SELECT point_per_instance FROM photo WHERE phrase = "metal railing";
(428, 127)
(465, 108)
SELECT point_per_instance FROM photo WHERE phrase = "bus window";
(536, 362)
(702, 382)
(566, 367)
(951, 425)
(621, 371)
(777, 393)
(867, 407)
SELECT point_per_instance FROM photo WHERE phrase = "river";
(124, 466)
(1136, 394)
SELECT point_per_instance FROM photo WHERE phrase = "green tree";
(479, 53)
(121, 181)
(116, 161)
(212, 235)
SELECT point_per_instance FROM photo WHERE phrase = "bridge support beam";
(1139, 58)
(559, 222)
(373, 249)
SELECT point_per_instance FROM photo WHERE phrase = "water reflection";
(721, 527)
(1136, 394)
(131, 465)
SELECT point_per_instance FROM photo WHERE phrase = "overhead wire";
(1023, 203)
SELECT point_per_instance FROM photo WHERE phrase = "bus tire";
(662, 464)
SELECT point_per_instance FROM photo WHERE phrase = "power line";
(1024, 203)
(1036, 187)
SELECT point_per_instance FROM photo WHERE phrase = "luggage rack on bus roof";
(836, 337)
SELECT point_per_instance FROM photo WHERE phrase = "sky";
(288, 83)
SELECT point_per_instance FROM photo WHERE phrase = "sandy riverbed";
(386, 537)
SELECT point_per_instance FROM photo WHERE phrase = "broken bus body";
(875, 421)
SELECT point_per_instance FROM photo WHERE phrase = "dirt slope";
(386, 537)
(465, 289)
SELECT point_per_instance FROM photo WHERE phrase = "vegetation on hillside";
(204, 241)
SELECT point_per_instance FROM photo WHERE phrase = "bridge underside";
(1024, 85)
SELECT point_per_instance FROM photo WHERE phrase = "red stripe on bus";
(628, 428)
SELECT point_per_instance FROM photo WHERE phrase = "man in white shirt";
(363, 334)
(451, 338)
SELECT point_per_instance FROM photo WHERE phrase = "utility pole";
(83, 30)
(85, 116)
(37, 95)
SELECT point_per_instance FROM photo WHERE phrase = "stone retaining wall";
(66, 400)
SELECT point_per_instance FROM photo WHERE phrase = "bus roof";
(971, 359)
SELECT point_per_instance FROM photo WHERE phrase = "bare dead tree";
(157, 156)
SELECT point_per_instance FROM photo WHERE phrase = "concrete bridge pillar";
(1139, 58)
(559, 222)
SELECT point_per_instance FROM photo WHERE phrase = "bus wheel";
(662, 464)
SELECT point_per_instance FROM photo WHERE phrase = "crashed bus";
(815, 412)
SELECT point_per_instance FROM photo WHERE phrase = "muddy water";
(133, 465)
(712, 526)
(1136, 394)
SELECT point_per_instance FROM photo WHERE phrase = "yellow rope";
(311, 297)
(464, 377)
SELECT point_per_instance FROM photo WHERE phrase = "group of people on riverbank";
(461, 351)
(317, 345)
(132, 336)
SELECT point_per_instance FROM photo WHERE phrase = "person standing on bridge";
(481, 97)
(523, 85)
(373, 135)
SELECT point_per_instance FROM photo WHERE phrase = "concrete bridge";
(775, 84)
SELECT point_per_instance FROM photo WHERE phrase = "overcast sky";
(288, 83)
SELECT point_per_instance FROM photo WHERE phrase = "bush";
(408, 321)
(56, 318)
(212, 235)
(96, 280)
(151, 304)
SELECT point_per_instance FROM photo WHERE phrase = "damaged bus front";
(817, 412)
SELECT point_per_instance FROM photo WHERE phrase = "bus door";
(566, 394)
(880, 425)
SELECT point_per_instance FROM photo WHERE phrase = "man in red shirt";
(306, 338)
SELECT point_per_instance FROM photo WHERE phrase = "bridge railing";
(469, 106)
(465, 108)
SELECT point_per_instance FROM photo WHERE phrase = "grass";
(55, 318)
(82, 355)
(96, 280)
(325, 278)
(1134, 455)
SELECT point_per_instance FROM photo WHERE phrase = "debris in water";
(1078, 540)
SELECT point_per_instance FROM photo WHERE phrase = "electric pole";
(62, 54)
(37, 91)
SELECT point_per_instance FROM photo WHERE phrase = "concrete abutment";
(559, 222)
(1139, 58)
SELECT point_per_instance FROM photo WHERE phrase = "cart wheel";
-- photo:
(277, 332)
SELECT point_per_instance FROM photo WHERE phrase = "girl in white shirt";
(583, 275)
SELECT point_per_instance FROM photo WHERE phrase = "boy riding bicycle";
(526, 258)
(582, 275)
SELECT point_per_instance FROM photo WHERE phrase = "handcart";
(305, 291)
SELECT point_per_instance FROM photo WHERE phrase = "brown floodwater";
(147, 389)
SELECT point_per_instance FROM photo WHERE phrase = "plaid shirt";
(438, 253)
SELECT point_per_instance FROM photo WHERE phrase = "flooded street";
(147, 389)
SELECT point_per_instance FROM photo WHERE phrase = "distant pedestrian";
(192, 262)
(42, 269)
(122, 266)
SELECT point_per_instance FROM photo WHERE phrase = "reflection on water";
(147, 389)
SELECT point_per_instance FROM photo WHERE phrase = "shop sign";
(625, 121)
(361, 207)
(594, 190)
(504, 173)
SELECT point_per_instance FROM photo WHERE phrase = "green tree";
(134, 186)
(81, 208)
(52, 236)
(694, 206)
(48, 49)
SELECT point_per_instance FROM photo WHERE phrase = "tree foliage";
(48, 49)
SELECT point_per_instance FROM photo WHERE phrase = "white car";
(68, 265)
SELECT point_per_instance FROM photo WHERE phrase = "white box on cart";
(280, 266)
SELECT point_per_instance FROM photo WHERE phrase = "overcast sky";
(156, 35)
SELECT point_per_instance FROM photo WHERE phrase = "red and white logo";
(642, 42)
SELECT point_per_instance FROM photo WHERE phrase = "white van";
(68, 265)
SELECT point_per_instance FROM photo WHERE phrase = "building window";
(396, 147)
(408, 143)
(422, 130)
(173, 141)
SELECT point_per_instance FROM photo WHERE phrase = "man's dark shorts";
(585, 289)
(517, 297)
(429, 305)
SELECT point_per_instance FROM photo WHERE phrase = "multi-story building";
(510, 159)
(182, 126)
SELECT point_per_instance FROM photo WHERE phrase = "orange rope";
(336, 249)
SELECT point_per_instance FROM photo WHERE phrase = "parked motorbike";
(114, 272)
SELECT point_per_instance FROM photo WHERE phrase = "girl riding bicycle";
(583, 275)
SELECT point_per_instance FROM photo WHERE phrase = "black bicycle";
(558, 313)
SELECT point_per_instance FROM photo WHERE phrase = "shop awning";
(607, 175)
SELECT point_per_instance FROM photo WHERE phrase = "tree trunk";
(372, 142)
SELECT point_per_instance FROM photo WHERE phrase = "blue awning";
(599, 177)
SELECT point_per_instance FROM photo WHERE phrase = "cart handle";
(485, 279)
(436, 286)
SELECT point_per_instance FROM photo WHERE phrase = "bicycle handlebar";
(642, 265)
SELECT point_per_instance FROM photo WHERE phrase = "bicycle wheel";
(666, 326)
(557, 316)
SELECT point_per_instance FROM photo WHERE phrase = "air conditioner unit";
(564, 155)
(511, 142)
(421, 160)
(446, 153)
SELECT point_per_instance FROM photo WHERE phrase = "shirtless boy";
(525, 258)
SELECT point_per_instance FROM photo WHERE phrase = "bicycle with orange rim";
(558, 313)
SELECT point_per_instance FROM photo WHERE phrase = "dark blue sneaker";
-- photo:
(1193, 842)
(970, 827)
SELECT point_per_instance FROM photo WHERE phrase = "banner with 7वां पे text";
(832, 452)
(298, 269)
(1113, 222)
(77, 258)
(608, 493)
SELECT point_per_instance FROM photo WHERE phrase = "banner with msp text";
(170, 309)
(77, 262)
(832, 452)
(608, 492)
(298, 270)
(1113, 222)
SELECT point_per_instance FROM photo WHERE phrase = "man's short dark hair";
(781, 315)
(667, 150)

## What is needed
Take the entries and copy them out exactly.

## The output
SELECT point_per_instance FROM photo WHERE phrase = "metal railing";
(428, 127)
(465, 108)
SELECT point_per_instance FROM photo WHERE phrase = "bus window";
(536, 362)
(702, 382)
(566, 367)
(951, 425)
(621, 371)
(777, 393)
(867, 407)
SELECT point_per_instance FROM photo WHERE phrase = "river";
(124, 466)
(1136, 394)
SELECT point_per_instance FROM photo WHERE phrase = "green tree";
(479, 53)
(121, 181)
(116, 161)
(212, 235)
SELECT point_per_instance FROM photo WHERE phrase = "bridge support beam";
(1139, 58)
(559, 222)
(373, 249)
SELECT point_per_instance FROM photo WHERE phrase = "water reflection";
(721, 527)
(1136, 394)
(131, 465)
SELECT point_per_instance FROM photo WHERE phrase = "overhead wire";
(1023, 203)
SELECT point_per_instance FROM photo WHERE phrase = "bus tire";
(662, 464)
SELECT point_per_instance FROM photo WHERE phrase = "power line";
(1024, 203)
(1036, 187)
SELECT point_per_instance FROM photo WHERE phrase = "luggage rack on bus roof";
(836, 337)
SELECT point_per_instance FROM photo WHERE phrase = "sky";
(288, 83)
SELECT point_per_instance FROM photo WHERE phrase = "sandy riverbed";
(386, 537)
SELECT point_per_instance FROM photo WHERE phrase = "broken bus body";
(875, 421)
SELECT point_per_instance FROM photo WHERE phrase = "dirt slope";
(386, 537)
(465, 289)
SELECT point_per_instance FROM photo WHERE phrase = "vegetation on hillside";
(204, 241)
SELECT point_per_instance FROM photo WHERE phrase = "bridge underside";
(1024, 85)
SELECT point_per_instance FROM photo WHERE phrase = "red stripe on bus";
(628, 428)
SELECT point_per_instance FROM photo WHERE phrase = "man in white shirt";
(363, 334)
(451, 338)
SELECT point_per_instance FROM photo WHERE phrase = "utility pole";
(83, 30)
(85, 116)
(37, 95)
SELECT point_per_instance FROM photo WHERE phrase = "stone retaining wall";
(66, 400)
SELECT point_per_instance FROM photo WHERE phrase = "bus roof";
(971, 359)
SELECT point_per_instance FROM photo WHERE phrase = "bare dead tree";
(157, 156)
SELECT point_per_instance FROM photo WHERE phrase = "concrete bridge pillar";
(1139, 58)
(559, 222)
SELECT point_per_instance FROM photo WHERE phrase = "bus wheel";
(662, 464)
SELECT point_per_instance FROM photo WHERE phrase = "crashed bus";
(815, 412)
SELECT point_per_instance FROM photo WHERE phrase = "muddy water";
(133, 465)
(712, 526)
(1136, 394)
SELECT point_per_instance FROM photo WHERE phrase = "yellow rope";
(311, 297)
(464, 377)
SELECT point_per_instance FROM photo WHERE phrase = "group of people on riverbank";
(461, 351)
(317, 345)
(132, 336)
SELECT point_per_instance FROM photo WHERE phrase = "person standing on bridge";
(481, 97)
(523, 85)
(373, 135)
SELECT point_per_instance FROM photo WHERE phrase = "concrete bridge";
(775, 84)
SELECT point_per_instance FROM photo WHERE phrase = "overcast sky";
(288, 83)
SELECT point_per_instance FROM photo WHERE phrase = "bush";
(408, 321)
(56, 318)
(212, 235)
(96, 280)
(151, 304)
SELECT point_per_instance FROM photo WHERE phrase = "damaged bus front";
(817, 412)
SELECT point_per_instance FROM photo WHERE phrase = "bus door";
(566, 394)
(880, 425)
SELECT point_per_instance FROM photo WHERE phrase = "man in red shirt";
(306, 338)
SELECT point_per_instance FROM photo WHERE phrase = "bridge railing";
(469, 106)
(465, 108)
SELECT point_per_instance FROM photo WHERE phrase = "grass";
(55, 318)
(82, 355)
(96, 280)
(325, 278)
(1134, 455)
SELECT point_per_instance FROM photo WHERE phrase = "debris in water";
(1078, 540)
SELECT point_per_instance FROM photo WHERE phrase = "electric pole";
(62, 54)
(37, 91)
SELECT point_per_instance FROM photo WHERE phrase = "concrete abutment";
(559, 222)
(1139, 58)
SELECT point_per_instance FROM photo WHERE phrase = "cart wheel";
-- photo:
(277, 332)
SELECT point_per_instance FROM photo WHERE phrase = "girl in white shirt";
(583, 275)
SELECT point_per_instance FROM photo WHERE phrase = "boy riding bicycle";
(526, 258)
(582, 275)
SELECT point_per_instance FROM photo WHERE phrase = "handcart";
(305, 291)
SELECT point_per_instance FROM photo WHERE phrase = "brown floodwater";
(147, 389)
SELECT point_per_instance FROM photo WHERE phrase = "plaid shirt";
(438, 253)
SELECT point_per_instance FROM photo WHERE phrase = "flooded street";
(147, 389)
SELECT point_per_instance FROM photo WHERE phrase = "distant pedestrian";
(192, 262)
(42, 269)
(122, 266)
SELECT point_per_instance FROM photo WHERE phrase = "reflection on water";
(147, 389)
SELECT point_per_instance FROM photo WHERE phrase = "shop sign";
(625, 121)
(361, 207)
(594, 190)
(504, 173)
SELECT point_per_instance FROM photo WHERE phrase = "green tree";
(134, 186)
(81, 208)
(52, 236)
(694, 206)
(48, 49)
SELECT point_per_instance FROM photo WHERE phrase = "tree foliage";
(48, 49)
SELECT point_per_instance FROM photo WHERE phrase = "white car";
(68, 265)
SELECT point_per_instance FROM photo WHERE phrase = "white box on cart";
(280, 266)
SELECT point_per_instance FROM photo WHERE phrase = "overcast sky";
(156, 35)
SELECT point_per_instance FROM photo WHERE phrase = "red and white logo";
(642, 42)
SELECT point_per_instance FROM photo WHERE phrase = "white van";
(68, 265)
SELECT point_per_instance FROM photo WHERE phrase = "building window";
(396, 147)
(408, 143)
(422, 130)
(173, 141)
SELECT point_per_instance FROM photo WHERE phrase = "man's dark shorts";
(585, 289)
(517, 297)
(429, 305)
SELECT point_per_instance FROM photo WHERE phrase = "multi-story building";
(510, 159)
(182, 126)
SELECT point_per_instance FROM photo WHERE phrase = "orange rope";
(336, 249)
SELECT point_per_instance FROM photo WHERE phrase = "parked motorbike";
(114, 272)
SELECT point_per_instance FROM photo WHERE phrase = "girl riding bicycle";
(583, 275)
SELECT point_per_instance FROM photo WHERE phrase = "black bicycle";
(558, 313)
SELECT point_per_instance FROM photo WHERE phrase = "shop awning";
(607, 175)
SELECT point_per_instance FROM photo WHERE phrase = "tree trunk";
(372, 142)
SELECT point_per_instance FROM photo WHERE phrase = "blue awning";
(599, 177)
SELECT point_per_instance FROM photo WHERE phrase = "cart handle";
(485, 279)
(436, 286)
SELECT point_per_instance FROM photo WHERE phrase = "bicycle handlebar";
(642, 265)
SELECT point_per_instance FROM photo WHERE phrase = "bicycle wheel";
(666, 326)
(557, 316)
SELECT point_per_instance FROM photo WHERE phrase = "air conditioner unit";
(564, 155)
(511, 142)
(421, 160)
(446, 153)
SELECT point_per_instance FROM photo WHERE phrase = "shirtless boy";
(525, 258)
SELECT point_per_instance FROM photo WHERE phrase = "bicycle with orange rim";
(558, 313)
SELECT point_per_instance FROM photo WHERE phrase = "dark blue sneaker";
-- photo:
(1193, 842)
(970, 827)
SELECT point_per_instance FROM photo WHERE phrase = "banner with 7वां पे text";
(832, 452)
(298, 269)
(1113, 222)
(77, 258)
(608, 493)
SELECT point_per_instance FROM photo WHERE phrase = "banner with msp text";
(170, 309)
(77, 262)
(832, 452)
(608, 492)
(298, 270)
(1113, 222)
SELECT point_per_instance FROM photo WHERE phrase = "man's short dark hair";
(781, 315)
(667, 150)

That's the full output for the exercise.